- _What the task asks_:
Reproduce everything in the fast.ai course notes from "I was able to" down to "of ~30 minutes.", word for word.

I’m making another, more thorough pass of course.fast.ai, including all notebooks and videos and this time I am going to focus more on the projects.
I’ll also be logging a lot more notes as doing so is by far the most effective way that I learn things.
The course materials are very detailed but I’ve still run into some rough edges.
The image search for bird vs. forest image classifier didn’t quite work without some modifications to make the search work.
Also, the recommended approach for working the textbook notebooks is on Google Colab, which requests a large number of account permissions for accessing my Google account masquerading as “Google Drive for Desktop” and doesn’t make me feel great.
I was able to run most of the examples on my personal computer, but training the model for the IMDB movie review classifier was quite slow.
I decided it might be worth trying out Colab, since I imagine there could be several more models of this size/complexity I’ll want to train and finding a reasonably fast way to do that will be useful.
I went back to the Colab notebook and tried running the cat-or-not classification example.
This seemed to take longer than it did on my local machine with an apparent ETA of ~30 minutes.
A nice writeup by Eugene on building a simple data viewer webapp with a few different framworks.
I am going to need to try out including llm-ctx.txt
next time I write FastHTML to see if it helps make the language model better at writing it.

- _Given records_:

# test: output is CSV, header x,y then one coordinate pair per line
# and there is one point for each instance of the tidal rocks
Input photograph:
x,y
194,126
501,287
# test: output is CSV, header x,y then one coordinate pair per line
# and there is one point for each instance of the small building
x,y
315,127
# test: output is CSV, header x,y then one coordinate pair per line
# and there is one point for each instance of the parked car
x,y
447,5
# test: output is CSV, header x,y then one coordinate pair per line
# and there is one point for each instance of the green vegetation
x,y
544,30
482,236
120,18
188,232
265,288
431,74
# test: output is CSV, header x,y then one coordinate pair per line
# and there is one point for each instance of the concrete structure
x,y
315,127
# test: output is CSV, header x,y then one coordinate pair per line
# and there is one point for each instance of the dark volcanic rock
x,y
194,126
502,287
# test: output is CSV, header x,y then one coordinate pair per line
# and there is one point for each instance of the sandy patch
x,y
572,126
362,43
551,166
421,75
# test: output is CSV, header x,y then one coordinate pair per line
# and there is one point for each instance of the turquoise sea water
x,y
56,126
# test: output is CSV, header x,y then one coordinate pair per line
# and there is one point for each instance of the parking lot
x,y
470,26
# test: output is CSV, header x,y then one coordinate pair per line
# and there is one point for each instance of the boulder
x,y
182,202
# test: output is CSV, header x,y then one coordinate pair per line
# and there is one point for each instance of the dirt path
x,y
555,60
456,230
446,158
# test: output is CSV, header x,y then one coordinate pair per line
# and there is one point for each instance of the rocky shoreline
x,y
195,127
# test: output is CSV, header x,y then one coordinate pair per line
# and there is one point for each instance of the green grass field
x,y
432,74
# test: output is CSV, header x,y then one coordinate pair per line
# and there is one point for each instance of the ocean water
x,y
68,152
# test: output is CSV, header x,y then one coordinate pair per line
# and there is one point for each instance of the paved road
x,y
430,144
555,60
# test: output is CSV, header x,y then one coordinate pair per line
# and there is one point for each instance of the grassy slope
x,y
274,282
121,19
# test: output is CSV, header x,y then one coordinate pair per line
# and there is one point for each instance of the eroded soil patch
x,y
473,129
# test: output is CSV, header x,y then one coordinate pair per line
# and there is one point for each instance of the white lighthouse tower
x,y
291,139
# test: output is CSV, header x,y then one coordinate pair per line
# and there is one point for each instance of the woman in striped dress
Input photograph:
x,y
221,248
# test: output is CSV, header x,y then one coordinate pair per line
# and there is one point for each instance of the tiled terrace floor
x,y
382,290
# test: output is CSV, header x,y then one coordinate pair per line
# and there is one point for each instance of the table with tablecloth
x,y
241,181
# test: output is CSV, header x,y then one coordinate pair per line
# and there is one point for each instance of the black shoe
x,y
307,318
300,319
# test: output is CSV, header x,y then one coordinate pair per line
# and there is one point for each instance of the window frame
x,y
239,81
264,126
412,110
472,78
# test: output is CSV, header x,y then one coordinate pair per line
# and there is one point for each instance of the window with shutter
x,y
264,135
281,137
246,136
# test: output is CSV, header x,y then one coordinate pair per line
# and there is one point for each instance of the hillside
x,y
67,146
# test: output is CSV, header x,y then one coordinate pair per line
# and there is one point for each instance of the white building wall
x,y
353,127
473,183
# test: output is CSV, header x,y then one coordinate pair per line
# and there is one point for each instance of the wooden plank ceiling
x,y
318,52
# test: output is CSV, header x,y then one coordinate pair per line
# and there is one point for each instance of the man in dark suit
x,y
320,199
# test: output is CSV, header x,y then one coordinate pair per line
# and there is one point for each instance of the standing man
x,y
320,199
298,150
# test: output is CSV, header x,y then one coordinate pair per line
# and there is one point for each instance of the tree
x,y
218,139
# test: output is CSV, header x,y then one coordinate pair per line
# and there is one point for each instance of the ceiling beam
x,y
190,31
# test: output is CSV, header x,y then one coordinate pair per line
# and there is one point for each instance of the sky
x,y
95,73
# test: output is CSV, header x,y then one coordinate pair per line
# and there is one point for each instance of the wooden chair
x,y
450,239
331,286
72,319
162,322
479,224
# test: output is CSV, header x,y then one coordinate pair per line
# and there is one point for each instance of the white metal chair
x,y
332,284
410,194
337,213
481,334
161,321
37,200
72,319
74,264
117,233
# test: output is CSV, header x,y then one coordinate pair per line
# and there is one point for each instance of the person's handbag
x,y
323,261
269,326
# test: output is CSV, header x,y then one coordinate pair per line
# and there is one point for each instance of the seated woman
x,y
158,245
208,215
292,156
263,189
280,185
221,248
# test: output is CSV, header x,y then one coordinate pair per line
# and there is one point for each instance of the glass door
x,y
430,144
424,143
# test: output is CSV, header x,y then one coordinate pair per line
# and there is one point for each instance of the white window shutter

- _Solution for this problem_:
I was able to run most of the examples on my personal computer, but training the model for the IMDB movie review classifier was quite slow.
I decided it might be worth trying out Colab, since I imagine there could be several more models of this size/complexity I’ll want to train and finding a reasonably fast way to do that will be useful.
I went back to the Colab notebook and tried running the cat-or-not classification example.
This seemed to take longer than it did on my local machine with an apparent ETA of ~30 minutes.